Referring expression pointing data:

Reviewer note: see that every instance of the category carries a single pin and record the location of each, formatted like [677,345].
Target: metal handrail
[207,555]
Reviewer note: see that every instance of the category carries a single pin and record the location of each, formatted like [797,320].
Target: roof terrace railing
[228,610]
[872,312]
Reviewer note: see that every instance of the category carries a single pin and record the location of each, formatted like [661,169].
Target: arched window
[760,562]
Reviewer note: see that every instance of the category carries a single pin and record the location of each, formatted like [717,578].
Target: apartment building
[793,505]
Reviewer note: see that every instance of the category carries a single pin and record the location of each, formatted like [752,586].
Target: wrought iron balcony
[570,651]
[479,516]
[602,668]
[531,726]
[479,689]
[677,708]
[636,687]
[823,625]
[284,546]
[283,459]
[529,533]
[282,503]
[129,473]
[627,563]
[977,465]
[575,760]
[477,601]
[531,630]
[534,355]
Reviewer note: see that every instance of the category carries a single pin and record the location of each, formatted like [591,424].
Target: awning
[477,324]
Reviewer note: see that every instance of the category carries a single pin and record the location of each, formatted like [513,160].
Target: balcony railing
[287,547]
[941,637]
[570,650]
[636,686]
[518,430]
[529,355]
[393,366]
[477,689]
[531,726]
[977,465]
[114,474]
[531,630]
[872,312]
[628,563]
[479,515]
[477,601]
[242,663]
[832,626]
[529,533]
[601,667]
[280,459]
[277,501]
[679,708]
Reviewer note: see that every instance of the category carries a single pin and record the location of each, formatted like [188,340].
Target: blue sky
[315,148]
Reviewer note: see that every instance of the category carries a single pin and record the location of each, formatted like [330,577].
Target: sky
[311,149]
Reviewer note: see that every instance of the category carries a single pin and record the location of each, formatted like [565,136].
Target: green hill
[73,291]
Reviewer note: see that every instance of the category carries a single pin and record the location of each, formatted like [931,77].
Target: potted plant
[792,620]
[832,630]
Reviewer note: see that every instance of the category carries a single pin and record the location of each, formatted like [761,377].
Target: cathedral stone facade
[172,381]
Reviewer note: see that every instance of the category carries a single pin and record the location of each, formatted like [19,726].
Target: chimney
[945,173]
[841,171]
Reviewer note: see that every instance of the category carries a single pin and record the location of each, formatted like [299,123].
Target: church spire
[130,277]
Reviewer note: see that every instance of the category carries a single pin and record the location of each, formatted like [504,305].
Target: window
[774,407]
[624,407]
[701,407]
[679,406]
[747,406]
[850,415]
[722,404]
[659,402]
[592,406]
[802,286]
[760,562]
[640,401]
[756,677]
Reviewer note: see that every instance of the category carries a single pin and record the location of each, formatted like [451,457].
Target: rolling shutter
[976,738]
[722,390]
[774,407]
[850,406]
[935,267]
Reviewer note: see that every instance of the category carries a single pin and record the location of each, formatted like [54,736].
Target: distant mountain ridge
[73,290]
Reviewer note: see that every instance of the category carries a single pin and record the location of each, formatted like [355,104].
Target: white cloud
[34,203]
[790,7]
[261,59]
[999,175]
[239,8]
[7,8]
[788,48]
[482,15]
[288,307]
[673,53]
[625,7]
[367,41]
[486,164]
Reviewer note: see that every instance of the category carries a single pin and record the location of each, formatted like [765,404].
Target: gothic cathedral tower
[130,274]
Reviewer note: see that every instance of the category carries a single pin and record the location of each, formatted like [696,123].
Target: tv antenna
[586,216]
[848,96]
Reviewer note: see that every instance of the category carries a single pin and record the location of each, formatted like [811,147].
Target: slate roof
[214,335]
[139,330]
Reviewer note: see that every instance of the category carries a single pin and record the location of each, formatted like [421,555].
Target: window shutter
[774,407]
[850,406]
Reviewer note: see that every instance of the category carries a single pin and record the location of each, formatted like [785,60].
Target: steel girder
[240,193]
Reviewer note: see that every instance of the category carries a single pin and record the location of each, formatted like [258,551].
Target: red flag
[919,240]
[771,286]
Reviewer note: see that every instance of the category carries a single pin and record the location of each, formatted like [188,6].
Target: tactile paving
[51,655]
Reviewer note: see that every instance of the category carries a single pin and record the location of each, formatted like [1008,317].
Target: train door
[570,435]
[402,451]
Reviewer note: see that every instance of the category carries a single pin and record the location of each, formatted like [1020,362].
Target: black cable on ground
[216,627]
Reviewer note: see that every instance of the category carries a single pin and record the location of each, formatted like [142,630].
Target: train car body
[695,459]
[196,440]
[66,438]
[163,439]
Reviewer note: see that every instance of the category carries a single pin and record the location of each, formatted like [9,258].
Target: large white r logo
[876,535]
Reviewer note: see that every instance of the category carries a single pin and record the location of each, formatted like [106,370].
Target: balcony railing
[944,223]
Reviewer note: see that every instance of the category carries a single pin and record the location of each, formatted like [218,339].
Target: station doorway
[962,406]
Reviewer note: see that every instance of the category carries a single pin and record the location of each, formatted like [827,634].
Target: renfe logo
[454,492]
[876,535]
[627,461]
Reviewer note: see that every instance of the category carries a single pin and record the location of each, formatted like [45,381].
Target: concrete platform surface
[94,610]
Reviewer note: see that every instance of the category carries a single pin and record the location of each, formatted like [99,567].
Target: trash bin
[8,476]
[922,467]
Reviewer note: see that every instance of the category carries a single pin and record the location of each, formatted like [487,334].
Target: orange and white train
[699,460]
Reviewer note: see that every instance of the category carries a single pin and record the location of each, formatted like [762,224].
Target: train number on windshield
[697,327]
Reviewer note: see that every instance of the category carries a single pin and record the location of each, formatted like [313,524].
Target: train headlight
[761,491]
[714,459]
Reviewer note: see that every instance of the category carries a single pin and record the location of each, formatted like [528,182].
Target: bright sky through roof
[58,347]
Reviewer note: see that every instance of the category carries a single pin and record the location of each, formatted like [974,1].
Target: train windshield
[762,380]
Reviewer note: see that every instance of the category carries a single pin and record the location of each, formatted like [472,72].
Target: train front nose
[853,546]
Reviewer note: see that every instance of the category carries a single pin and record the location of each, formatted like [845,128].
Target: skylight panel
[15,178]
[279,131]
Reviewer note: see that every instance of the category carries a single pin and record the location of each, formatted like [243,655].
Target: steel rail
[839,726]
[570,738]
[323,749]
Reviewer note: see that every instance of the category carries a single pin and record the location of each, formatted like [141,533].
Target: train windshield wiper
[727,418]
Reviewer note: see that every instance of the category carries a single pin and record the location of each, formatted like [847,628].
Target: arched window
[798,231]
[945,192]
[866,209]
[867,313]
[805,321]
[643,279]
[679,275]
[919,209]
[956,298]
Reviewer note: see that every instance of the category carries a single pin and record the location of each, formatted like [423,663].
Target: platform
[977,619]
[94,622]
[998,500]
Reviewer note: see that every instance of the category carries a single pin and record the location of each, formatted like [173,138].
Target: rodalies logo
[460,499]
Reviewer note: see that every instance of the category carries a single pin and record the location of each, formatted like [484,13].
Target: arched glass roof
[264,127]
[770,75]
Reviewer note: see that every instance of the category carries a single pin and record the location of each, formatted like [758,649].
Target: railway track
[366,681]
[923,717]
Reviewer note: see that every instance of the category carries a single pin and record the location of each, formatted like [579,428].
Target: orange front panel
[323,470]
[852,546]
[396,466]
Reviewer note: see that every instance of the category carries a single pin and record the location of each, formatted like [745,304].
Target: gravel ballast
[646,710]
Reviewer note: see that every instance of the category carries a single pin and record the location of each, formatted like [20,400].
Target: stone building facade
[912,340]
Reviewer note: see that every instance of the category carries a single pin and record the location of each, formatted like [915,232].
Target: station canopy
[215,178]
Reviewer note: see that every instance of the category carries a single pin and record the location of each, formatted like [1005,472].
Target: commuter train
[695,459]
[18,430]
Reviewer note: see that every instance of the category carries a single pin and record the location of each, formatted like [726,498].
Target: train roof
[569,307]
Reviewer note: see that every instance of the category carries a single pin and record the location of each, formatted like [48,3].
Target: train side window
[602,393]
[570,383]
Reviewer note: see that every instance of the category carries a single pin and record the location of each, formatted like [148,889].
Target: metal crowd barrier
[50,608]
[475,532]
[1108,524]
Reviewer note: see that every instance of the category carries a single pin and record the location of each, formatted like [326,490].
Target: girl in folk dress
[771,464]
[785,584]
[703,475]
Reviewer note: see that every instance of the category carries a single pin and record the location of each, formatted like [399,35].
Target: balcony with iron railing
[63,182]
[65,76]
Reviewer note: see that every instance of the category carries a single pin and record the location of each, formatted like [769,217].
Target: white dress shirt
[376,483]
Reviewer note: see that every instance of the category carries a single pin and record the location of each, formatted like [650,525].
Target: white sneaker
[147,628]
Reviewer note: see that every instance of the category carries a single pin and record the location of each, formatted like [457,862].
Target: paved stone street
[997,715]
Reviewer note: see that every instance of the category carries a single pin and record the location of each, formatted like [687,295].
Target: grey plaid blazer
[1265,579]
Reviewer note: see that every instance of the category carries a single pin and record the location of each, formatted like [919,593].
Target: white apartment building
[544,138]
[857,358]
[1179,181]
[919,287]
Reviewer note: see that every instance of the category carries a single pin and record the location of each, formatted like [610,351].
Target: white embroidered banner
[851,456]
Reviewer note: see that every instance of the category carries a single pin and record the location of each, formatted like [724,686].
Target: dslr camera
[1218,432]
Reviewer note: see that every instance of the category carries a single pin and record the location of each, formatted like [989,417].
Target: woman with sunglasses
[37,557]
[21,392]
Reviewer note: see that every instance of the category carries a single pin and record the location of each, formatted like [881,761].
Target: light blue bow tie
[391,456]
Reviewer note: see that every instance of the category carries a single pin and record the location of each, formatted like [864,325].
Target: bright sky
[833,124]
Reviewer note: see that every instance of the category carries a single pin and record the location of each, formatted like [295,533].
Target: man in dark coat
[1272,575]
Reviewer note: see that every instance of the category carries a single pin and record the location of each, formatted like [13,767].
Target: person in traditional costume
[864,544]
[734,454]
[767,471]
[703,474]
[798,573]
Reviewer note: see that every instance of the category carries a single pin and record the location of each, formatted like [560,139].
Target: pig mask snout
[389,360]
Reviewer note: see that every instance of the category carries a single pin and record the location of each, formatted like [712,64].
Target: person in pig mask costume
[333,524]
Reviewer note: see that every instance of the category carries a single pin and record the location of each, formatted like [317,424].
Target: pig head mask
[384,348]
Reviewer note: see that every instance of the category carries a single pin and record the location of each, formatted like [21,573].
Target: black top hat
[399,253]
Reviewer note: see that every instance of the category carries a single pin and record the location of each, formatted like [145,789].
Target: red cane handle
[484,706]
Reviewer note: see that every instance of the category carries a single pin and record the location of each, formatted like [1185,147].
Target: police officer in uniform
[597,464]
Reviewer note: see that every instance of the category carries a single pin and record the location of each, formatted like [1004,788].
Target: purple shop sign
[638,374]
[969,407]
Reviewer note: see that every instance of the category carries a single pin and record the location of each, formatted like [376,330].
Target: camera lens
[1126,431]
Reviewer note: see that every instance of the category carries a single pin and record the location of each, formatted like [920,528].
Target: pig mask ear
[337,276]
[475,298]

— Work task —
In the entries above, find the line holding "formatted like [712,64]." and the line holding "formatted like [21,573].", then retype exactly those two lines and every line between them, and nothing else.

— Answer to the exercise —
Reviewer note: see that every instance of the category carries a single pin and record the location of each, formatted like [712,64].
Target: person in pig mask costume
[333,524]
Reviewer note: see that every instance of the category carries a single pin and record the location of each, formatted like [317,424].
Target: pig head mask
[384,348]
Reviewer note: see that every instance of the category carries a single pin and record the location of each, formatted like [21,573].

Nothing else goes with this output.